Alemania
Significante sin significado
J.G. Messerschmidt

Decía el filósofo y teólogo ítalo-alemán Romano Guardini que el arte no tiene utilidad ni fin, pero que siempre tiene sentido. Se preguntará el lector que a qué viene esta frase que habla de arte, si aquí de lo que tratamos es de una puesta en escena de Carlos Padrissa y La fura dels baus dirigida musicalmente por Zubin Mehta. Aun reconociendo la irrebatibilidad de esta hipotética objeción, oficialmente Turandot sigue siendo arte, lo es siempre, aunque más no sea porque los gastos que ocasionan producciones como ésta se contabilizan en los presupuestos estatales bajo la rúbrica correspondiente.

→ **En qué consiste**: Escribe la continuación del texto sobre la puesta en escena de Turandot a partir de su última oración.

→ **Líneas proporcionadas**:
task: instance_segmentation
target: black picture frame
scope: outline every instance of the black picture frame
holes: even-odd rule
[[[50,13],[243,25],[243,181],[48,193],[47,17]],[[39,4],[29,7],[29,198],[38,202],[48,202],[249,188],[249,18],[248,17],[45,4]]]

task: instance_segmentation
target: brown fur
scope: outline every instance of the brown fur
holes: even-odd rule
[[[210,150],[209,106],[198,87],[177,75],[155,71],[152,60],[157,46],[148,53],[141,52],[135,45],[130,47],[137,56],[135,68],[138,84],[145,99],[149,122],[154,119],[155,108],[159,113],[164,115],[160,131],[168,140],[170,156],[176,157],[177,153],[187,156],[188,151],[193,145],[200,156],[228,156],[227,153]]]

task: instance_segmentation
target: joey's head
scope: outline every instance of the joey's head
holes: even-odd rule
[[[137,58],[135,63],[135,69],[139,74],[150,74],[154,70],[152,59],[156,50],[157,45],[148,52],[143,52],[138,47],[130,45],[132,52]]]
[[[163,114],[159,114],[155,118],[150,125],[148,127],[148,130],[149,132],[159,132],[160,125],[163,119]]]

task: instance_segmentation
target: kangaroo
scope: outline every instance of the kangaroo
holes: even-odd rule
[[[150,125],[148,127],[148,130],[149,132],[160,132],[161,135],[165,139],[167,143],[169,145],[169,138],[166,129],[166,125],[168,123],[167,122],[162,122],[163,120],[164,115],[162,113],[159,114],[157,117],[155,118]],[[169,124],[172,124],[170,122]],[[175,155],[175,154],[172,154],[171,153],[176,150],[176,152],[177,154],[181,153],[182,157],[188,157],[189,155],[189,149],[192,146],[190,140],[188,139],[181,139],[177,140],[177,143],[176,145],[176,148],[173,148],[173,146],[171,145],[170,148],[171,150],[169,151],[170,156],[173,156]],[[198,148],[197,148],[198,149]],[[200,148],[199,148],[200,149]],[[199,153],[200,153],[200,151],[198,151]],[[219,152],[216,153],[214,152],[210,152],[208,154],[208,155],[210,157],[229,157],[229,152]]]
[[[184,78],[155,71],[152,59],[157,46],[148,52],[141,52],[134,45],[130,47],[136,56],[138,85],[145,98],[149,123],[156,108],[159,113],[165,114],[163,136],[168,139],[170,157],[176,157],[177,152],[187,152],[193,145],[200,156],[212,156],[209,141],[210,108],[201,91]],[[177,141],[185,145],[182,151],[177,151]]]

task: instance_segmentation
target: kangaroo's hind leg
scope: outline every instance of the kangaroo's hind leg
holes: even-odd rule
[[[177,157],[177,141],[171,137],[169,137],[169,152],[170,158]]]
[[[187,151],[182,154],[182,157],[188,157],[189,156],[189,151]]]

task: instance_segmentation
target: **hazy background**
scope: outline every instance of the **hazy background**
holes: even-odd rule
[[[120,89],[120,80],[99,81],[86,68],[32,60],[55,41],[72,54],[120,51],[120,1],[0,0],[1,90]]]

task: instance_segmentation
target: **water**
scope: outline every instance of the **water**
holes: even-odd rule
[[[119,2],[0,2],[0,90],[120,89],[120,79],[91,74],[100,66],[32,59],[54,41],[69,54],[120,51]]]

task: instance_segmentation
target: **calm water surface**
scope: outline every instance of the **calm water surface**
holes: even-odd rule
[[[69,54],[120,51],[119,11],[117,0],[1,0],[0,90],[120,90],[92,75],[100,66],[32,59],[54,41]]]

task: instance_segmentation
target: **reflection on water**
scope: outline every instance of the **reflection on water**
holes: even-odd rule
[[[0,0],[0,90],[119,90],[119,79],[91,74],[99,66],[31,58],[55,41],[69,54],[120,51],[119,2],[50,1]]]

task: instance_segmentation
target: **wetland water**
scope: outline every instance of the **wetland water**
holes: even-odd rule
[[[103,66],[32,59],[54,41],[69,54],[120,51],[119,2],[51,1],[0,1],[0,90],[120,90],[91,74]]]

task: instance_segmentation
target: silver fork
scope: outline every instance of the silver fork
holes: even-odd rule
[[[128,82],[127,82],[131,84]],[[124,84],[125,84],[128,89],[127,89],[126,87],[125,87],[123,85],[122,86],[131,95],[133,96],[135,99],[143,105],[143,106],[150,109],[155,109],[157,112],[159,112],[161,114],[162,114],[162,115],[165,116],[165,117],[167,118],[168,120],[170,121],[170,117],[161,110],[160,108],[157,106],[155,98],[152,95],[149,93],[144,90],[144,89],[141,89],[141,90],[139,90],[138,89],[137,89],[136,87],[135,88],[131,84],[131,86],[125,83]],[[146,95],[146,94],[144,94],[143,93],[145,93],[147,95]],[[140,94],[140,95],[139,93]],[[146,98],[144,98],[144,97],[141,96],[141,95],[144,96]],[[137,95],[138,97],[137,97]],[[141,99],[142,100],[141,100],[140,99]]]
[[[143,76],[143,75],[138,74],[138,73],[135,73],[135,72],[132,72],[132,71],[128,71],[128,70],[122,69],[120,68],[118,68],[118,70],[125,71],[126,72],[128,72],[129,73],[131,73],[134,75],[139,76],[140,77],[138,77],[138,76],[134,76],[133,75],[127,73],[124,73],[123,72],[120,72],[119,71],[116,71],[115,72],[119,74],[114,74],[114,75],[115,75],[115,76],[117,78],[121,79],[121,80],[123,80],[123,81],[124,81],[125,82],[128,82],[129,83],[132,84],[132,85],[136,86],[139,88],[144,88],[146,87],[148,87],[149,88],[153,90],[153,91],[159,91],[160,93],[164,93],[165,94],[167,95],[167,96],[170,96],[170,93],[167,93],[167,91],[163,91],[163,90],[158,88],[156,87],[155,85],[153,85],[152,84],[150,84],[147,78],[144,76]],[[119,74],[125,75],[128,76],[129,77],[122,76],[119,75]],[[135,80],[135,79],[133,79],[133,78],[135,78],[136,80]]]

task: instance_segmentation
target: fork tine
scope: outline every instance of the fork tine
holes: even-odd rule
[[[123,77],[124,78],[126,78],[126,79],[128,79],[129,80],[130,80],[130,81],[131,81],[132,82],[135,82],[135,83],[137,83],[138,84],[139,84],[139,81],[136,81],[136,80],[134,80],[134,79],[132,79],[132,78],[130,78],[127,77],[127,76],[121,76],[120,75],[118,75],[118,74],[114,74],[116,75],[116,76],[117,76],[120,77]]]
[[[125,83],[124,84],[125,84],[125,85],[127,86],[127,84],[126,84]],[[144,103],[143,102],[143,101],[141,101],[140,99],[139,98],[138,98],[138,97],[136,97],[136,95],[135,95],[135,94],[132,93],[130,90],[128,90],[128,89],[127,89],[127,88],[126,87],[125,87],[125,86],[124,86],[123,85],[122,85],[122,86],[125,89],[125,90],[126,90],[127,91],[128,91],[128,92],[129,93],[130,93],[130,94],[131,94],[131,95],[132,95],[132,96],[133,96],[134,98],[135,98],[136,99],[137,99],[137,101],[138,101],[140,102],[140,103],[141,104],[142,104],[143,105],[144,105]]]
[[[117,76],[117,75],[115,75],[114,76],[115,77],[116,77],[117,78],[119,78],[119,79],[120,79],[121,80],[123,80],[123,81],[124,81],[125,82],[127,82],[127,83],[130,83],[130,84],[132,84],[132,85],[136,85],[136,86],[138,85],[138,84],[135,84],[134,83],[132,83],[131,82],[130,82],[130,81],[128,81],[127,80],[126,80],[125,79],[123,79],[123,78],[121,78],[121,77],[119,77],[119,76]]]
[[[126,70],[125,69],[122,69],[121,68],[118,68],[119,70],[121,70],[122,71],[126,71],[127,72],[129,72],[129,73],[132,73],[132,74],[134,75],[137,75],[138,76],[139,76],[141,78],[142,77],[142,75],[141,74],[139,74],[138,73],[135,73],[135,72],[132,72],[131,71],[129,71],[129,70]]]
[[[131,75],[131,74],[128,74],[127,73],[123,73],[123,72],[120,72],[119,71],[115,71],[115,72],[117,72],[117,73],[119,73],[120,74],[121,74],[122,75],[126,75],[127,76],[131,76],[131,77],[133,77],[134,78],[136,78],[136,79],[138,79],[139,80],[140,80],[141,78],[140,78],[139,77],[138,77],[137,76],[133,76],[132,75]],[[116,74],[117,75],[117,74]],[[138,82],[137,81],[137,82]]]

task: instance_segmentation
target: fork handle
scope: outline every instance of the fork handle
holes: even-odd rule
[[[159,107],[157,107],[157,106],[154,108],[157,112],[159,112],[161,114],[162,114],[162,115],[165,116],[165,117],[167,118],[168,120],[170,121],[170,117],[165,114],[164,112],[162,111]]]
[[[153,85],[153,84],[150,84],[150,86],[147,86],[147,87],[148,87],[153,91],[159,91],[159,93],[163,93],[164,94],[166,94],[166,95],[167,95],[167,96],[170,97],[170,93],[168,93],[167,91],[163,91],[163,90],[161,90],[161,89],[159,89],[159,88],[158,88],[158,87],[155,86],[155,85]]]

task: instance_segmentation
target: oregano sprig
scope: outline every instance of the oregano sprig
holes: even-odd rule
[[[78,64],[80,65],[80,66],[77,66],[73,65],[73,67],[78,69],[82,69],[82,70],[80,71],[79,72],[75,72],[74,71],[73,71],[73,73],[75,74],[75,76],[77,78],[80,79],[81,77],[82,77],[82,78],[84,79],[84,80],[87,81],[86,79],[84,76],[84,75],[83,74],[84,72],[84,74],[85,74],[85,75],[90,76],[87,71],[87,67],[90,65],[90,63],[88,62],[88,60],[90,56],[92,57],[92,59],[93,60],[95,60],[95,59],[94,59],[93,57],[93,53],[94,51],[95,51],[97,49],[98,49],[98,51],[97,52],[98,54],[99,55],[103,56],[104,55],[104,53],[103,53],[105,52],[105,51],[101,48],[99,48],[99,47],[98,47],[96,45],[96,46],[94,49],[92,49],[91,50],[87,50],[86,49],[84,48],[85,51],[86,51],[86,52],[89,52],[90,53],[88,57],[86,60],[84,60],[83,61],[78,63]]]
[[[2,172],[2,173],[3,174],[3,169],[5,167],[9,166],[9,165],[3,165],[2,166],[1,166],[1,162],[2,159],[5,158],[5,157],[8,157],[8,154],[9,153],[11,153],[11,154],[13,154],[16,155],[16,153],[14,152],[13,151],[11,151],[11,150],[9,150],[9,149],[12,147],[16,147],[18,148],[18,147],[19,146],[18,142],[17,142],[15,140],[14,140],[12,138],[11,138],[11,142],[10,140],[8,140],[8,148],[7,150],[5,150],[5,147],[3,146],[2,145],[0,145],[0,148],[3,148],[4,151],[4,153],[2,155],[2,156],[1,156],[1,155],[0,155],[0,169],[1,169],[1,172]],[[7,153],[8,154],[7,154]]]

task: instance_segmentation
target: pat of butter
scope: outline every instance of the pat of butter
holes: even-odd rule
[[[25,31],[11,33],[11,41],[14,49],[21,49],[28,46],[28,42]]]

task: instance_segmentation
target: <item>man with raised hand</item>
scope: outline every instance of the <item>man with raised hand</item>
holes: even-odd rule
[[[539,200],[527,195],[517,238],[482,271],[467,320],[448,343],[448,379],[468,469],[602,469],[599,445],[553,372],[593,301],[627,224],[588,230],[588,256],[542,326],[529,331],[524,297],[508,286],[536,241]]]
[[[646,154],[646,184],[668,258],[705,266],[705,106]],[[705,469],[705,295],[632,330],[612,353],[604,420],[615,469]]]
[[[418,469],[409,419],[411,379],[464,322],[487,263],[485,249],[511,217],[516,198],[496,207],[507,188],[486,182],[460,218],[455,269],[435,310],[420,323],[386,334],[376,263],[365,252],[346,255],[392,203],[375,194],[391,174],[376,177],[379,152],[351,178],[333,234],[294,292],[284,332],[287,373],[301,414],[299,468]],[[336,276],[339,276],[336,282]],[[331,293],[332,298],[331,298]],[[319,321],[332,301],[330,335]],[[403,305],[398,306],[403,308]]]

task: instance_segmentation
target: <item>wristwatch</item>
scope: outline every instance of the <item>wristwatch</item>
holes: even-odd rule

→ **Respuesta del ejercicio**:
En realidad, llevar a escena Turandot y hacer al mismo tiempo una gran obra de arte no es cosa fácil. Turandot no es ni Butterfly, ni Tosca ni el Tríptico. Quizás habría sido mejor dejarla dormir inconclusa al fondo de un cajón, que esforzarse en darle un final y en presentarla como obra póstuma de un genio. Ya aquí, la historia de Turandot empieza a contradecir los principios enunciados por Guardini: la utilidad y la finalidad se ponen por delante del arte. Turandot fue y sigue siendo un buen negocio. Es verdad que en la ópera siempre hay una vertiente comercial. Renunciemos pues a exigir el cumplimiento de la primera condición que Guardini le ponía al arte para ser tal: carecer de utilidad y fin. ¿Podemos también prescindir de la segunda, el “sentido”? Para Guardini el arte es signo, es forma portadora de contenido. Si la privamos de contenido, la convertimos en signo sin mensaje, y un signo sin mensaje no es un signo, es un enigma hueco. Sin significado no hay significante.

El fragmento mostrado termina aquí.